* _Complete the following_:
1. Answer the following questions using the family history:
(a) Where and on what date were the narrator's father and mother married?
(b) In what city did Lena's brother Chris first work, and at what trade?
(c) On what ship did Anna Marie Gerber's family embark for America, and on what date?
2. Pick up the family history about the Straubhaar and Blaser families where it stops, and continue it in the same first-person voice.

* _Selected extract_:
·····

“My father, Jacob Straubhaar, was born January 21, 1876 at Niederstocken, Bern, Switzerland. He died on February 20, 1945 at Rupert, Minidoka County, Idaho and was buried in the Rupert Cemetery on February 24, 1945. My father’s parents were Jacob Straubhaar and Anna Elizabeth Strahm.
“My mother, Lena Blaser, was born July 14, 1873, at Langnau, Bern, Switzerland. She died on January 9, 1919, at Rupert, Minidoka, Idaho and was buried in Montpelier, Bear Lake, Idaho. Her parents were Christian Blaser and Anna Marie Gerber.
“My father and mother were married in the Logan, Utah Temple on October 26, 1899.
“My mother was 18 when she came to the United States. We have been told that since she spoke English as well as her native Swiss language that she helped at Ellis Island with the records of arriving Swiss immigrants. Lena’s brother Chris came to America first and worked in Chicago as a basket maker. Then came Alfred and Ernest and they settled for awhile in Bern, Wisconsin. When the brothers had saved enough money they sent for their mother and the rest of their brothers and sisters except for my mother Lena who, apparently, stayed in Switzerland with her father. Their father didn’t come to the United States. Lena came a year later.
“My uncle Alfred Blaser has researched his mother and father’s history and he writes as follows: Anna Marie Gerber (my maternal grandmother) was born February 10, 1841 in Frittenbach by Langnau, Switzerland, the daughter of Elizabeth Kuhni and Johannes Gerber. Their farm barely produced enough to feed their family. Anna Marie learned to read and write even though she rarely was able to attend school. She married Christian Blaser on August 12, 1864. They had seven children: Rosetta, Ernest, Robert, Christian, Lena (my mother), Maria and Alfred. Apparently, Uncle Alfred reports, Christian Blaser drank up his earnings and Anna Marie did dressmaking to support her family. Anna Marie was raised in the Lutheran Church and had attended the Methodist Church. When she heard the Mormon elders preach the gospel, she knew this was the religion for which she had been searching. She knew that she wanted to take her family to America. They embarked on the ship “The City of Rome” on May 14, 1899. They arrived at the end of their journey in Montpelier, Idaho on June 4, 1899. Anna Marie died on October 20, 1902. (Excerpted from Alfred Blaser’s story “I Remember Mother”).

·····

Extracted records:
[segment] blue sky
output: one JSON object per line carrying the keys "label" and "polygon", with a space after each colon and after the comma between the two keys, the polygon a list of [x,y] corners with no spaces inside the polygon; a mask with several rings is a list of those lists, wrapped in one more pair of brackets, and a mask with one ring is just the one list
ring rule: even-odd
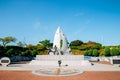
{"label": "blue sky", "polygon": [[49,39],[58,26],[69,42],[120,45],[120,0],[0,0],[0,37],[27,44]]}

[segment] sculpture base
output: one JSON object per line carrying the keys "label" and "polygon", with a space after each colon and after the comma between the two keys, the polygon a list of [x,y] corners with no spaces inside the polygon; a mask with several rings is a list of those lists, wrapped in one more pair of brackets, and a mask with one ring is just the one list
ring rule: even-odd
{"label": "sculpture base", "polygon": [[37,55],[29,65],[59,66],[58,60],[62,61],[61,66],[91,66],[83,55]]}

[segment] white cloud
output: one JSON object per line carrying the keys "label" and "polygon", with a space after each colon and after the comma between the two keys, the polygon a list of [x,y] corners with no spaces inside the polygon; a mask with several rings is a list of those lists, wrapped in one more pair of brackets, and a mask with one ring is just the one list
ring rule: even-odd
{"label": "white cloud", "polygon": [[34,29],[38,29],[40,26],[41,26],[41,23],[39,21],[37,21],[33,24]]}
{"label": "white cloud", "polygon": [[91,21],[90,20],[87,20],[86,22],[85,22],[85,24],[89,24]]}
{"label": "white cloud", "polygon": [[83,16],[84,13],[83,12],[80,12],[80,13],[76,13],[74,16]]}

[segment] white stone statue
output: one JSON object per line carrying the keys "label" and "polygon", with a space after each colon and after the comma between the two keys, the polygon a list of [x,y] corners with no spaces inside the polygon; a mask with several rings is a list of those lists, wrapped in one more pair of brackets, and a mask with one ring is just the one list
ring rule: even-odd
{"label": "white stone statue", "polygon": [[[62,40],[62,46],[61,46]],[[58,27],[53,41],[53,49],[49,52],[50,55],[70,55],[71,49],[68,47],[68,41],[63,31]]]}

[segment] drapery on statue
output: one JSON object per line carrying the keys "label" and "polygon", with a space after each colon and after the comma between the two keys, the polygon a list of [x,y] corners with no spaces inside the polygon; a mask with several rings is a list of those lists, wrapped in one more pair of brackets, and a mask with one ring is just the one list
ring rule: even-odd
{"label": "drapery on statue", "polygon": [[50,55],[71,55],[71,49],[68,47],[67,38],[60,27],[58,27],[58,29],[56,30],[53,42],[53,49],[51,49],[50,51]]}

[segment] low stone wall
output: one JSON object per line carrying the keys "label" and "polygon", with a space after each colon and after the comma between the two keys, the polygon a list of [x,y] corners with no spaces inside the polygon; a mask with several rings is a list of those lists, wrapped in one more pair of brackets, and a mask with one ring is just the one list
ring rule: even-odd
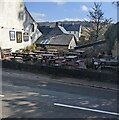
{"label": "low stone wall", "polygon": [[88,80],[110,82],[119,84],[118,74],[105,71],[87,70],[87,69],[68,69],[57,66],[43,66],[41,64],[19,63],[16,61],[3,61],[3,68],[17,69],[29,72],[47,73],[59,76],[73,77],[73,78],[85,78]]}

·····

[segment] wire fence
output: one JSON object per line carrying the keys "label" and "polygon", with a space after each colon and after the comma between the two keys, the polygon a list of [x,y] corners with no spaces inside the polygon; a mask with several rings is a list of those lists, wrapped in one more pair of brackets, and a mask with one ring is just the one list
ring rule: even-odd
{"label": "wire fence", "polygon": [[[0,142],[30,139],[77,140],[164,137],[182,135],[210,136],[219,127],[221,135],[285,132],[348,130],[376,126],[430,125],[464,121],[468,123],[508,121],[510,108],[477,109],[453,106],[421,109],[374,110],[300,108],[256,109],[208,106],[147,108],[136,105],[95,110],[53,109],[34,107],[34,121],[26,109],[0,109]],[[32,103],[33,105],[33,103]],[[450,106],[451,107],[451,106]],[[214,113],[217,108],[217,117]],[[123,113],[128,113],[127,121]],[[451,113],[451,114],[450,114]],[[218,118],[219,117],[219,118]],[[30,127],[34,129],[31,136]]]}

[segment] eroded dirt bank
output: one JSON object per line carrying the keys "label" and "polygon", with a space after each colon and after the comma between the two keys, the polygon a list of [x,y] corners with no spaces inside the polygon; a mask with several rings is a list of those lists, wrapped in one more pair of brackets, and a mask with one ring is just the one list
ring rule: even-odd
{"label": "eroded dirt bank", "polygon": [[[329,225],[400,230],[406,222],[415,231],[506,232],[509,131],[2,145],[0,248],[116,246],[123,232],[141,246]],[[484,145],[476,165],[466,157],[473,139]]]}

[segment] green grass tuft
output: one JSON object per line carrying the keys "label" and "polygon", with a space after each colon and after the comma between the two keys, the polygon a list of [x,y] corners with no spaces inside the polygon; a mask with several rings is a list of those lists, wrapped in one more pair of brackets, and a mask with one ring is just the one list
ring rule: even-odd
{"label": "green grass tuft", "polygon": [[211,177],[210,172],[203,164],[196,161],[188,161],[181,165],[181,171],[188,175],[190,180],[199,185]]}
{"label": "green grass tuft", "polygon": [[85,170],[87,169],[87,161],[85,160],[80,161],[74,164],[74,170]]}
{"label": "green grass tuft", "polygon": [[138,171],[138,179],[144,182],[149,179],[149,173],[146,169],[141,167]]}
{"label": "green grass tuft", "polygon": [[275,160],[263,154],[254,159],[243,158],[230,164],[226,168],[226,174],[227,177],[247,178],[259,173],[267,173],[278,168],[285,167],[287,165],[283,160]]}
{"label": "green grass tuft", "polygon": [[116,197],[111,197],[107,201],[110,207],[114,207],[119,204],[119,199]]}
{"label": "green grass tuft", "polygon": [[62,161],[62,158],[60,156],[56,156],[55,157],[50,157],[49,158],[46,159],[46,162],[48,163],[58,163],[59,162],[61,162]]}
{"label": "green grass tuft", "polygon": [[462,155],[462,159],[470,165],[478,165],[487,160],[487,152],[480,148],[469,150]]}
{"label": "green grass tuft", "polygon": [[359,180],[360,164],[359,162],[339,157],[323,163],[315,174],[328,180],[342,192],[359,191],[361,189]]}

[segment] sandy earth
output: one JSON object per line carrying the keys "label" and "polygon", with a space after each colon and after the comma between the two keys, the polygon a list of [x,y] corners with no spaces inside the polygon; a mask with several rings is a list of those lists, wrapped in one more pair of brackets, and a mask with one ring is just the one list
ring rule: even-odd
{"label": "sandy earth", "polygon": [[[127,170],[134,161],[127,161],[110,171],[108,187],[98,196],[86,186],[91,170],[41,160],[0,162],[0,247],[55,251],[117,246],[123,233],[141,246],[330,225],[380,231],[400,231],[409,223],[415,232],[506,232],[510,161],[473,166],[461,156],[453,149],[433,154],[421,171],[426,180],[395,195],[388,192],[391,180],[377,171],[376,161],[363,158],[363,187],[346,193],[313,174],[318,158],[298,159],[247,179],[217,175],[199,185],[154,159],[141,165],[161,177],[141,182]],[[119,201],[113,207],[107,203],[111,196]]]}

·····

* _Task-by-task results_:
1.
(a) They were married in the Logan, Utah Temple on October 26, 1899.
(b) Chris worked in Chicago as a basket maker.
(c) They embarked on "The City of Rome" on May 14, 1899.

2.
“My father was quite young, about six, when he came to the United States with his family. A wealthy man in Montpelier, a Mr. Koonz, brought people over from Switzerland to work for him. To pay back their passage they worked for over a year milking cows and working in his dairy operation. My grandfather Jacob came over that way. He and my grandmother Anna Elisabeth had six daughters and one son, who was my father. Diphtheria and typhoid took three of the girls as youngsters. Rose, Mary, Elizabeth and Jacob, my father, were the surviving children.
“My grandfather, Peter Larsen, John Bauman and John Bischoff pooled their resources and started their own cheese making operation. My grandparents had 5 acres of ground in town. The cows were herded out on the hillside outside of town and brought back into town every evening. Hay and grain was raised and at harvest time horses and people tromped the grain on to canvas and then the straw was taken off the grain.
“Later on the grain was harvested with a Ringling Bros. contraption. About five teams of horses would go around in a circle which turned a tumbling rod which operated the thresher and a grain separator. Someone on the end stacked the straw. A binder pulled by horses cut the grain and tied it into bundles. These bundles were taken to the separator which separated the grain from the straw and chaff.
“I was sixteen when our family moved to Rupert, Idaho. We lived on a farm outside of town. A terrible flu epidemic hit the country in the winter 1918-1919 and everyone in the family came down with it except Mable. The doctor who came out to the house told my dad that I was so sick that I probably wouldn’t live until morning. I overheard him telling Dad that so I was determined that I would live. During the night our mother died. This was January 9, 1919. Hubert and I were 19 and 17. A light went out of our lives when our mother died.
“Dad married Sarah Fidelia Babbitt on May 21, 1920. She had a little girl named Pearl. They continued to live in Rupert. Dad and Fidelia had Lena Elizabeth, Edna Beth, Max Rudolph (who died as a baby), Della, Reva Marie, Ernest Lee and Joyce Arlene.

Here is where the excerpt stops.